- **What this task involves**
Turn the lines of the listing below into a numbered list, starting with the line that contains "My project requires locating the arc de" and going on through the line that contains "451 60 580 135", with blank lines skipped. Leave the pictures out.

* Begin Listed entries *

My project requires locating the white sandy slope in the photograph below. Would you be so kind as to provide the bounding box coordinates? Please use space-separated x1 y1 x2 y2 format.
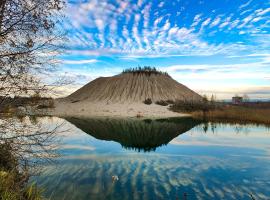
50 100 187 118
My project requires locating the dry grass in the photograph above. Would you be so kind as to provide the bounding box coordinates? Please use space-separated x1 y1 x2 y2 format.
191 105 270 125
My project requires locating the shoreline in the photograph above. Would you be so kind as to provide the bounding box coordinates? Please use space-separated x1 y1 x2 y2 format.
48 101 191 119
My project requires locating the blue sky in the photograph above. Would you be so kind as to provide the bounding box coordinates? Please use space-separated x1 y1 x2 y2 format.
55 0 270 98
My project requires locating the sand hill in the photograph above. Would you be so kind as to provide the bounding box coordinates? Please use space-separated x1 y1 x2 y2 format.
54 70 202 118
66 73 201 103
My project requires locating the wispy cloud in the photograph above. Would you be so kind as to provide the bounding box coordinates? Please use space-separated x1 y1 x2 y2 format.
62 59 98 65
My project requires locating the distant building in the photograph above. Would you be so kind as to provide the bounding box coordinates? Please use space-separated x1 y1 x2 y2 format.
232 97 243 104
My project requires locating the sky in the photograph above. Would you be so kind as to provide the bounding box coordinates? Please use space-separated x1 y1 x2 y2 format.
54 0 270 99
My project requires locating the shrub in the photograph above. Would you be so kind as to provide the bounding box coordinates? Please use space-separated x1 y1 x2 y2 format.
156 100 169 106
166 100 174 104
143 98 152 105
170 101 217 112
122 66 169 76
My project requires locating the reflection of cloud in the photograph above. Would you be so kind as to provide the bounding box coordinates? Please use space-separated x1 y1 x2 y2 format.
32 118 270 199
33 155 269 199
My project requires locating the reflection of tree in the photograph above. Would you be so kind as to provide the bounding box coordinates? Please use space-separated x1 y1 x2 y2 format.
67 118 200 151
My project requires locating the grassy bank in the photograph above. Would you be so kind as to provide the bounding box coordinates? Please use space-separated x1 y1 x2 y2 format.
0 144 42 200
170 102 270 125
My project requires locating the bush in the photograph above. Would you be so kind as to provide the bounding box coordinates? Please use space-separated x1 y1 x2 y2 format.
156 100 169 106
166 100 174 104
0 143 42 200
143 98 152 105
170 101 216 112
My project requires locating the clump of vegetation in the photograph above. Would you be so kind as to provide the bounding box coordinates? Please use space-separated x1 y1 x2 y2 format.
170 100 216 113
143 98 152 105
0 143 42 200
155 100 169 106
122 66 169 76
192 104 270 125
169 96 270 125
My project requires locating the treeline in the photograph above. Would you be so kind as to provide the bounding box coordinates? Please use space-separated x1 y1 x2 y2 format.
122 66 169 76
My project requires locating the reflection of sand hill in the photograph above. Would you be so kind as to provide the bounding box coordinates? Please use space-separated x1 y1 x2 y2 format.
54 72 202 118
66 73 201 103
66 118 199 151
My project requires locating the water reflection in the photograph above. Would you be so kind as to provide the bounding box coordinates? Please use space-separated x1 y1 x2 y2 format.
31 118 270 200
66 118 200 152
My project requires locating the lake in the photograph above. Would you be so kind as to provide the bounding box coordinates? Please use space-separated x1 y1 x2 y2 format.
31 118 270 200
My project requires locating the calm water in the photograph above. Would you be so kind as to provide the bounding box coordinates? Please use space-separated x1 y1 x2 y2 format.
33 118 270 200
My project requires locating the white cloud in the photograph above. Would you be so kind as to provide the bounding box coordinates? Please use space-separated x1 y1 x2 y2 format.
158 1 165 8
210 17 221 28
257 8 270 16
62 59 98 65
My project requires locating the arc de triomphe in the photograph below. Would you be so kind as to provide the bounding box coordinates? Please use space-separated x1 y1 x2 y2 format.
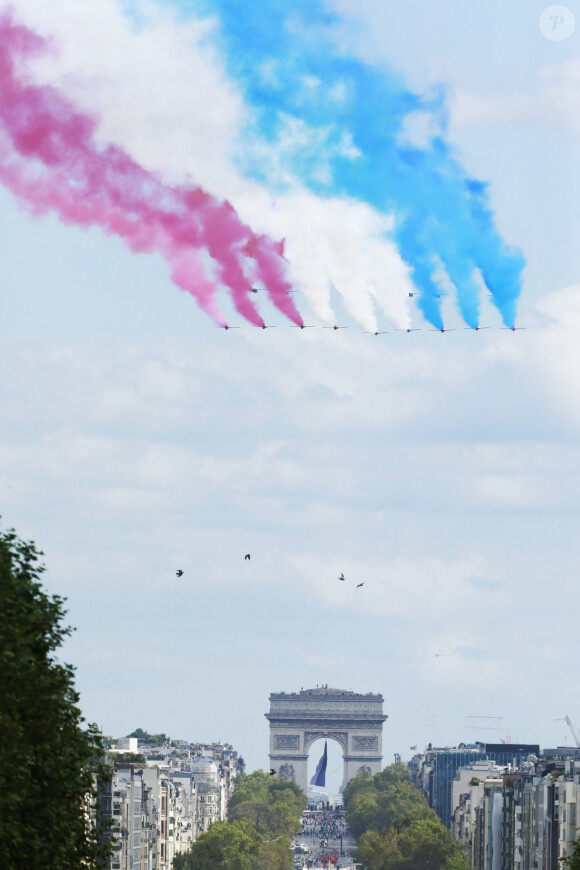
265 686 387 793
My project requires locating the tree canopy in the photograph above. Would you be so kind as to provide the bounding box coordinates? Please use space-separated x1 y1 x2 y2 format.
344 764 468 870
173 770 306 870
129 728 169 746
0 530 106 870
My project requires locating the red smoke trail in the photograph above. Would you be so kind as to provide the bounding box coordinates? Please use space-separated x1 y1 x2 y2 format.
0 14 302 326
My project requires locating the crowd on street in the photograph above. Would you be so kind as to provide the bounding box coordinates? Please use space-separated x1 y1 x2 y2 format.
302 804 347 840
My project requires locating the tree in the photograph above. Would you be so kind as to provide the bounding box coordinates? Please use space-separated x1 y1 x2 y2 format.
344 764 468 870
173 770 306 870
0 530 107 870
229 770 306 839
343 764 431 837
173 819 262 870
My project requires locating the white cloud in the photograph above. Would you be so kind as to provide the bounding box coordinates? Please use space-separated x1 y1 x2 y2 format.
451 60 580 135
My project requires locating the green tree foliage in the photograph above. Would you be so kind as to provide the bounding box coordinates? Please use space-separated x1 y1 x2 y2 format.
173 819 262 870
344 764 468 870
343 764 431 838
0 531 106 870
128 728 169 746
229 770 306 838
173 770 306 870
113 752 147 768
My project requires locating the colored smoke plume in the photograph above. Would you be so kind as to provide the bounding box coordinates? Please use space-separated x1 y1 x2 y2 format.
0 14 302 326
211 0 525 329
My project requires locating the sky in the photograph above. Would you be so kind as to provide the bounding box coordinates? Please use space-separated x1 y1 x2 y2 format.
0 0 580 784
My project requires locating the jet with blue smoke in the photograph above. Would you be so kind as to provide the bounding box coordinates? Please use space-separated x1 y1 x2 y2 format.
175 0 525 329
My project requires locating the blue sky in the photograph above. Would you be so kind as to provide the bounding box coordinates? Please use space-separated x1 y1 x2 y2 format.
0 0 580 784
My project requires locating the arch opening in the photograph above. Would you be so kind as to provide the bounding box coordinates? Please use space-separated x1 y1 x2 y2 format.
307 737 344 802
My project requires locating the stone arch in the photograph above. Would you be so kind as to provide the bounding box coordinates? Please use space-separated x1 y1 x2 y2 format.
266 686 387 792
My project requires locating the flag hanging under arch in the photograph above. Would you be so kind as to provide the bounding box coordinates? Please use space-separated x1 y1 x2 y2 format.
310 740 328 787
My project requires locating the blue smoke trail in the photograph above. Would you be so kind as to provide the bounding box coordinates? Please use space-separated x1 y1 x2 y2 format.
170 0 525 328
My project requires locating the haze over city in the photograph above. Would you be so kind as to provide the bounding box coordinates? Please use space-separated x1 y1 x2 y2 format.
0 0 580 776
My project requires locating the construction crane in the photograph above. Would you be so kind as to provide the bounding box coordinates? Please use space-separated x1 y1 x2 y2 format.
554 716 580 749
564 716 580 749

* End Listed entries *

- **Completed task**
1. My project requires locating the arc de triomphe in the photograph below. Would you be so kind as to provide the bounding box coordinates? Please use space-separated x1 y1 x2 y2 format.
2. 265 686 387 793
3. My project requires locating the tree canopy in the photograph above. Would you be so kind as to provide the bounding box coordinates? Please use space-separated x1 y1 x2 y2 format.
4. 344 764 468 870
5. 173 770 306 870
6. 129 728 169 746
7. 0 530 106 870
8. My project requires locating the red smoke trail in the photograph above. Would you be so kind as to provide the bounding box coordinates? Please use space-separated x1 y1 x2 y2 format.
9. 0 14 302 326
10. My project requires locating the crowd on street in the photograph above. Would you be so kind as to provide the bounding box coordinates? Please use space-separated x1 y1 x2 y2 format.
11. 302 804 347 840
12. My project requires locating the tree in the photograph above. Would you be so kind as to provide the bounding box coordinates? Please use space-separated x1 y1 x2 y2 format.
13. 344 764 468 870
14. 173 770 306 870
15. 0 530 107 870
16. 229 770 306 839
17. 343 764 431 837
18. 173 819 262 870
19. My project requires locating the white cloud in the photograph above. Would you be so kind as to provide the bounding box coordinates? Please use space-separated x1 y1 x2 y2 format.
20. 451 60 580 135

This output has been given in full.